→ **The problem**
With the pictures omitted, write out all of the listing exactly.

=== Begin Enclosure ===

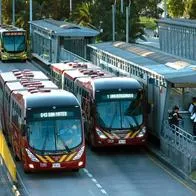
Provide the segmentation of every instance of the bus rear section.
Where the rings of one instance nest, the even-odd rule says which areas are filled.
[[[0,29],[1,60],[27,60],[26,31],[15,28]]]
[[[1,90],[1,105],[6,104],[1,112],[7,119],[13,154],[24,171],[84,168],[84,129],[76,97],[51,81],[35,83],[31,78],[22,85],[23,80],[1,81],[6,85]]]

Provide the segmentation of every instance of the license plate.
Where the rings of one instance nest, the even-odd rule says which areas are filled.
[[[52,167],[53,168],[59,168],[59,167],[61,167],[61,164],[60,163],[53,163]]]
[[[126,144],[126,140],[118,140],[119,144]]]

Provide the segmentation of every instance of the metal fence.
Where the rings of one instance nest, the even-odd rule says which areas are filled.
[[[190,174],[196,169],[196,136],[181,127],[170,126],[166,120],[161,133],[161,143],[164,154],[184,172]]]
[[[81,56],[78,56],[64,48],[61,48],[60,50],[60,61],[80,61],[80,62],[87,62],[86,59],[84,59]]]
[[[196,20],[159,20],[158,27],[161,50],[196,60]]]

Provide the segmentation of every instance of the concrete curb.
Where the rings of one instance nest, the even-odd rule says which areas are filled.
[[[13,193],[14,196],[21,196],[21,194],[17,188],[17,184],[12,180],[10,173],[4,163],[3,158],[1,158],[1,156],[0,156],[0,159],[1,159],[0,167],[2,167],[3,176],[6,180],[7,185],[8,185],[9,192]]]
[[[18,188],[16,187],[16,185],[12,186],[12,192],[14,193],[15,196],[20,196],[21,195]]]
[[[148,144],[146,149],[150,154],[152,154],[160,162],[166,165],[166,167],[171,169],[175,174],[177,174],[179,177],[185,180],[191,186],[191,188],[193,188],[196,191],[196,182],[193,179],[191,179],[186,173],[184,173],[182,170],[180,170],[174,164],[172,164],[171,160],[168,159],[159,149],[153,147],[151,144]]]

=== End Enclosure ===

→ **Response box**
Provide the segmentation of every instance of the bus rear section.
Where the rings of one instance nest, the even-odd rule says which areas are filled.
[[[0,29],[1,60],[27,60],[26,31],[15,28]]]
[[[1,90],[1,105],[6,104],[1,112],[7,119],[13,154],[24,171],[84,168],[84,129],[76,97],[51,81],[35,83],[31,78],[22,85],[23,80],[1,81],[6,85]]]

Provide the segmentation of every instance of the license plate.
Where the rings of one instance nest, the even-odd rule says which areas are filled.
[[[52,167],[53,168],[59,168],[59,167],[61,167],[61,164],[60,163],[53,163]]]
[[[126,144],[126,140],[118,140],[119,144]]]

Provide the segmentation of every instance of the metal fence.
Where the rings of one instance nest, the even-odd rule says which areas are filled.
[[[190,174],[196,169],[196,136],[181,127],[170,126],[166,120],[161,133],[161,143],[164,154],[184,172]]]
[[[81,56],[78,56],[64,48],[61,48],[60,50],[60,61],[80,61],[80,62],[87,62],[86,59],[84,59]]]
[[[196,20],[159,20],[158,27],[161,50],[196,60]]]

Provide the segmentation of every instance of the concrete curb.
Where the rings of one instance nest, the even-odd rule says which areas are filled.
[[[13,193],[14,196],[21,196],[21,194],[17,188],[17,184],[12,180],[10,173],[4,163],[3,158],[1,158],[1,156],[0,156],[0,159],[1,159],[0,167],[2,167],[3,176],[6,180],[7,185],[8,185],[9,192]]]
[[[18,188],[16,187],[16,185],[12,186],[12,192],[14,193],[15,196],[20,196],[21,195]]]
[[[148,144],[146,149],[150,154],[152,154],[160,162],[166,165],[166,167],[171,169],[175,174],[177,174],[179,177],[185,180],[191,186],[191,188],[193,188],[196,191],[196,182],[193,179],[191,179],[186,173],[184,173],[182,170],[180,170],[174,164],[172,164],[171,160],[168,159],[159,149],[153,147],[151,144]]]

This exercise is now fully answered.